DOCUMENT SEGMENT —
We would like to share with you a new year cookie called Kuih Bangkit, some people call it Kueh Bangkek, and the Chinese name is Fan Po Bing or Coconut Cookies. It tastes very dry, but it melts in the mouth and has a full coconut fragrance. In this issue, we will share the making of three flavors of Kuih Bangkit!
Fried Sago Starch
The purpose of fried powder is to evaporate the excess water in the powder. Then the water absorption of the powder will become stronger, and the more coconut cream that can be absorbed will make it more fragrant. Pour the sago powder into the dry pan first, the fried powder will become lighter and less. Therefore, it would be more conservative to fry more than 100 grams of powder. At the same time, prepare a few pandan leaves and dry them with a cloth to ensure that there is no water. Then, cut small pieces and add them to the pot. This can add a little fragrance to the powder and also let us know that the powder has been fried enough. As long as the pandan leaves can be crushed, it means that the powder has been fried enough. The powder that has not been fried will easier gather together and weigh more when they are picked up. Turn on low heat and stir fry gently. This process takes about 10 minutes. When there has the effect of flying snowflakes, it means you can turn off the heat. You can clearly feel that the powder has become loose and the weight has become lighter.
In addition to sago starch, I also tried to use tapioca flour to make Kuih Bangkit. Tapioca flour is relatively absorbent, and you need to add more coconut cream to knead it into a dough. In terms of taste, tapioca flour is not so dense. Different powders have their own unique smell, you can try which one you like.
Concentrated Coconut Cream
Concentrated coconut cream is required to make Kuih Bangkit, because the less water, the cookies will not harden and achieve a melting taste in the mouth. So remember to look carefully at coconut cream when buying. The first method is to heat the coconut cream to evaporate the excess water. Also use low heat, the unheated coconut cream is a very liquid texture. The heating process is about 5 minutes, and the stirring must be kept to avoid scorching the bottom. When there is moisture in the coconut cream, the bubbles are dense after heating. When the water evaporates, the bubbles will be like lava. After cooling, the coconut cream will become thicker.
The second cold extraction method is to put the coconut cream in the refrigerator overnight, let the excess water separately, and then gently scoop out the upper layer of concentrated coconut cream. In terms of texture, it is not as thick as it has been heated, and in terms of taste, it tastes smooth and lighter but not so strong and It takes a long time. The taste is very subjective. Some people say that the coconut cream will smell oily after heating, but I think it’s ok not to overheat it until it oxidizes. You can try to see which one you like and see which way you think suits you.

DATASET EXCERPTS —

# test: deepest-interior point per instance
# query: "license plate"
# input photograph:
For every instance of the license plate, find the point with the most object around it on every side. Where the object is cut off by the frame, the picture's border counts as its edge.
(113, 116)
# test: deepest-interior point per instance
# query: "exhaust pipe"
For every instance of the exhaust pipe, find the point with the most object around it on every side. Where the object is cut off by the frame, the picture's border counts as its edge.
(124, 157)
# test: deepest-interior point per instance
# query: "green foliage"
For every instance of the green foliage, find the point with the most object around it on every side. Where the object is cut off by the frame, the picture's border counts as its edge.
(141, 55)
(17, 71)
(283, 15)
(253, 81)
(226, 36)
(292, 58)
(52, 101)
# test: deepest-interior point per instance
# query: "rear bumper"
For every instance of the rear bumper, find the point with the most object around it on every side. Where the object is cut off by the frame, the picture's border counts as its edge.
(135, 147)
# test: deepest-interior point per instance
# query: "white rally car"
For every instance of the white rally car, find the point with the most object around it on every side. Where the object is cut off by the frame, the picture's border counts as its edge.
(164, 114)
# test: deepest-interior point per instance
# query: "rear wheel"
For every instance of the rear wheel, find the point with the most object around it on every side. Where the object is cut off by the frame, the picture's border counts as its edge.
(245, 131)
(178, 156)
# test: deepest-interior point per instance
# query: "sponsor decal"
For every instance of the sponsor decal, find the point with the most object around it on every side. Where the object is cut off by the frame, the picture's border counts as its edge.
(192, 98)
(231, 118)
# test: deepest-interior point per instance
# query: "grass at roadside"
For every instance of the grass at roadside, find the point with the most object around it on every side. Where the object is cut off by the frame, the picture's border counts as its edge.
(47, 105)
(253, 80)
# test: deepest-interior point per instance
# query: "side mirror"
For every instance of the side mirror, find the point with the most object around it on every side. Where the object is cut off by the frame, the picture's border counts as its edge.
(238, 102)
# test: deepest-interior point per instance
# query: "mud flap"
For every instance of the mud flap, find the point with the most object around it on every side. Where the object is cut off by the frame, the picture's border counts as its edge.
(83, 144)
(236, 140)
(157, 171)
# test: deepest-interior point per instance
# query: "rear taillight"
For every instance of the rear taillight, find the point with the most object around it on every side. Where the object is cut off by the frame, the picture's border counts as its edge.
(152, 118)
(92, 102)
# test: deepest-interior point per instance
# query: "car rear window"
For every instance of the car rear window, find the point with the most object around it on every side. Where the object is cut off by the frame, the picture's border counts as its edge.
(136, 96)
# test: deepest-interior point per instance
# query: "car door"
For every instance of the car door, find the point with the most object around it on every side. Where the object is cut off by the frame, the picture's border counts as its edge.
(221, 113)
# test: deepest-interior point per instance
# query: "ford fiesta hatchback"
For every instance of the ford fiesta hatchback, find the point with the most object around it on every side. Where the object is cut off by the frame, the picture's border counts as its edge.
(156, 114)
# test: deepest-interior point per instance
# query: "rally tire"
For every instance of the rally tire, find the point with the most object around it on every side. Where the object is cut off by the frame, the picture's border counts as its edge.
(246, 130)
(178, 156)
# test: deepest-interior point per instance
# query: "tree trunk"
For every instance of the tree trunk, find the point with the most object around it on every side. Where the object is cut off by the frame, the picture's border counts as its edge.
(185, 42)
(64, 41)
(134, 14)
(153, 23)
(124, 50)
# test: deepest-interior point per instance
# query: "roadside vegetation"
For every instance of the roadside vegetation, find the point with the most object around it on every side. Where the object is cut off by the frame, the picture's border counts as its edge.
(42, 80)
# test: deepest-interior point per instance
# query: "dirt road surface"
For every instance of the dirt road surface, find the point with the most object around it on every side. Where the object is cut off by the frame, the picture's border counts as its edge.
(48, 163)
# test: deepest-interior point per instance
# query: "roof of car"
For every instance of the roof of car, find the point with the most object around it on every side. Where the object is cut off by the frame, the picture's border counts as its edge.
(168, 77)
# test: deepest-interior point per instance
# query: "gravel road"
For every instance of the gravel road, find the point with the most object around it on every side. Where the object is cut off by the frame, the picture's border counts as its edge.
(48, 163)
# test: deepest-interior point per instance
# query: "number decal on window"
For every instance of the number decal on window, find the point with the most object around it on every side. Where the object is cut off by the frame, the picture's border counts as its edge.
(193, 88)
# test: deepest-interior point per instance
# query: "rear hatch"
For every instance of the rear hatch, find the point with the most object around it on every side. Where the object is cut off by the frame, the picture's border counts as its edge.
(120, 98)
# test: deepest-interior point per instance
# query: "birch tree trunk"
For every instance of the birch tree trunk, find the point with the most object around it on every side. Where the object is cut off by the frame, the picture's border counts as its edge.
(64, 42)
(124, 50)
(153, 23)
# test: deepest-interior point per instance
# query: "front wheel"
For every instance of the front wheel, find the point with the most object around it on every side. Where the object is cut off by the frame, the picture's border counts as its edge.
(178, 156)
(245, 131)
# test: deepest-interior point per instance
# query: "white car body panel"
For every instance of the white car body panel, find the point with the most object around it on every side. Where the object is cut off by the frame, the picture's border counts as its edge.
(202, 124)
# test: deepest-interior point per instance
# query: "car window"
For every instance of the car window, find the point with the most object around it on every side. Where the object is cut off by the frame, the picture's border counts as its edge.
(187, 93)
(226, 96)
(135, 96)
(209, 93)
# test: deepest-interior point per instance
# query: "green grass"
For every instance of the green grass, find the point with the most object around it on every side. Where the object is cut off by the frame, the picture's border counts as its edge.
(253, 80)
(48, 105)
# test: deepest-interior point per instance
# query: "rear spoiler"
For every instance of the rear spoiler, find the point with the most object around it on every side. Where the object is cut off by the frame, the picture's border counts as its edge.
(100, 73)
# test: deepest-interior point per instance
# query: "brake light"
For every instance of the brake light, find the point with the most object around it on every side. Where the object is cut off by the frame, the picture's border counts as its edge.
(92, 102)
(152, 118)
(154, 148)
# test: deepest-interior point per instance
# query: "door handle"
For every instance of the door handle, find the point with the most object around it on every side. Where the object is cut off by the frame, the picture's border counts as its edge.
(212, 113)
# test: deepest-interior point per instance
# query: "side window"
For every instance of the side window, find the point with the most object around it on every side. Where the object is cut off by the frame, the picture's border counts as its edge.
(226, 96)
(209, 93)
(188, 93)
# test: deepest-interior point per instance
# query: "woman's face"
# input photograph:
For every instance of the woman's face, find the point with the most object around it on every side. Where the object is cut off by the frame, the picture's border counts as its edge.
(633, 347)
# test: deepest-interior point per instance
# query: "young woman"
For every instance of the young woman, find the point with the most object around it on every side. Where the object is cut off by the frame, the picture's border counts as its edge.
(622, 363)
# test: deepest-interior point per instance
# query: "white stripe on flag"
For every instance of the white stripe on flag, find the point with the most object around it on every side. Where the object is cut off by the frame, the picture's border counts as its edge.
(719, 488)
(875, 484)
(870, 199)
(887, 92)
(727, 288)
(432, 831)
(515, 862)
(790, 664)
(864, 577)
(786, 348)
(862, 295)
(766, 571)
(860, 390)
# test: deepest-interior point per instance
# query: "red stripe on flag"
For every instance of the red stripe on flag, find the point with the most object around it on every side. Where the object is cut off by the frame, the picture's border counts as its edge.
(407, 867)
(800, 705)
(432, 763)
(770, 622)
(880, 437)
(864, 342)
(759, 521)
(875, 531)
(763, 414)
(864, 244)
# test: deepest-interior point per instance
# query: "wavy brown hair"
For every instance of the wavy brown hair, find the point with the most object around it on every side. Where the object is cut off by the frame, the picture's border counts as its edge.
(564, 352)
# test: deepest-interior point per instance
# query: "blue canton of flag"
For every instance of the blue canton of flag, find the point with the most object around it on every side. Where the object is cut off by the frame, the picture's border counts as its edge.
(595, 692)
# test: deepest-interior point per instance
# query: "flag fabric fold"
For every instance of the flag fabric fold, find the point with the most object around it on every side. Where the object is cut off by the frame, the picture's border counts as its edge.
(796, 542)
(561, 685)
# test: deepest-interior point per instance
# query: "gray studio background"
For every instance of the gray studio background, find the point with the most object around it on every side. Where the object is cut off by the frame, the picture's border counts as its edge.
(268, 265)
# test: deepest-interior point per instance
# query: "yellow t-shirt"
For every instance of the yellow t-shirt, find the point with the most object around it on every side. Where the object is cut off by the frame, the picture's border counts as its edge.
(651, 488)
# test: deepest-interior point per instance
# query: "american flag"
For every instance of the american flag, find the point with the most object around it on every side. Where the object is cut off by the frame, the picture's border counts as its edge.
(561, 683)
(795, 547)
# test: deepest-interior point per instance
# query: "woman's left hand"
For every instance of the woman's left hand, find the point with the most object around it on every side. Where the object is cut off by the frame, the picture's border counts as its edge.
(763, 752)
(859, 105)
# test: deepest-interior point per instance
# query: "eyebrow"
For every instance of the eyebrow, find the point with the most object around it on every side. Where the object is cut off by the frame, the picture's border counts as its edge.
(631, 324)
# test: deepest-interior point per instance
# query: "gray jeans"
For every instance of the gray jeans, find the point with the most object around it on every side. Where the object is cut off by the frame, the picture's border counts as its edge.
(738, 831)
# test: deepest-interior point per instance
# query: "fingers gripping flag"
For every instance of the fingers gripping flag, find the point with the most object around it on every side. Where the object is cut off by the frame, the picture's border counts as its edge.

INSTRUCTION 1 — Translate this sentence from the Kuih Bangkit recipe into French: "After cooling, the coconut cream will become thicker."
INSTRUCTION 2 — According to the Kuih Bangkit recipe, about how long does heating the coconut cream take?
INSTRUCTION 3 — Write out the stretch of the Kuih Bangkit recipe from "The second cold" through "think suits you.".

PROBLEM SOLUTION 1 — Après refroidissement, la crème de coco deviendra plus épaisse.

PROBLEM SOLUTION 2 — About 5 minutes.

PROBLEM SOLUTION 3 —
The second cold extraction method is to put the coconut cream in the refrigerator overnight, let the excess water separately, and then gently scoop out the upper layer of concentrated coconut cream. In terms of texture, it is not as thick as it has been heated, and in terms of taste, it tastes smooth and lighter but not so strong and It takes a long time. The taste is very subjective. Some people say that the coconut cream will smell oily after heating, but I think it’s ok not to overheat it until it oxidizes. You can try to see which one you like and see which way you think suits you.